*STATED PROBLEM*:
Which lines in the records below contain the word "chair"? Pick out each one and copy it in full.

*RECORDS PROVIDED*:
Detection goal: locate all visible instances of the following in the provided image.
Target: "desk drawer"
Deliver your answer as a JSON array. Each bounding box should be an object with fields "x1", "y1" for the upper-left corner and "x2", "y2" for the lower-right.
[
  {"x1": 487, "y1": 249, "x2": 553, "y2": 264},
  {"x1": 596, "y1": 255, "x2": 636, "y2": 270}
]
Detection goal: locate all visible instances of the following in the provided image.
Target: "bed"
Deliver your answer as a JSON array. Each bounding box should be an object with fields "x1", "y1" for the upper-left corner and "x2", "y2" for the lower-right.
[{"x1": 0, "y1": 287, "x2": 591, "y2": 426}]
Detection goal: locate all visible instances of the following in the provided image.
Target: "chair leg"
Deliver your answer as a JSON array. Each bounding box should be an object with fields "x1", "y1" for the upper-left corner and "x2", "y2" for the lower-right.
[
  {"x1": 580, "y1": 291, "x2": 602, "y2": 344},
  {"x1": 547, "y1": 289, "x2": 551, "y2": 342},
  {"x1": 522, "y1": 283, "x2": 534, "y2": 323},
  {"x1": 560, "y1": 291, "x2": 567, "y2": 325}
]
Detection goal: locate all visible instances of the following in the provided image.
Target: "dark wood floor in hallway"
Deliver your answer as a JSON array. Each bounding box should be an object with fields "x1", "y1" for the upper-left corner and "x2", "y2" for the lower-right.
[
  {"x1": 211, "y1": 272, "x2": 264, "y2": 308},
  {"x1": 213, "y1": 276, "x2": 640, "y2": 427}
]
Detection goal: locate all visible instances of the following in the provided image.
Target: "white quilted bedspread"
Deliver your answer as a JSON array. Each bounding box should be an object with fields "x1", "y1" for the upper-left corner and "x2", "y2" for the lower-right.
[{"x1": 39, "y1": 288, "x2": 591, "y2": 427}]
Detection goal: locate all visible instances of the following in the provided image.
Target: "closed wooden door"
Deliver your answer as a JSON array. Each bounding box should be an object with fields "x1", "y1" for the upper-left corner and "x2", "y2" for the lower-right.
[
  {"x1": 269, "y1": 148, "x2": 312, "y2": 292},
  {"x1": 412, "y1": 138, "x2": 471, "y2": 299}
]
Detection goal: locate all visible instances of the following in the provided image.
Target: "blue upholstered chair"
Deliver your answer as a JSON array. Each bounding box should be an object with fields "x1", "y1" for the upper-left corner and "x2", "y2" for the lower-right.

*WRITTEN RESPONSE*:
Target: "chair leg"
Target: "blue upholstered chair"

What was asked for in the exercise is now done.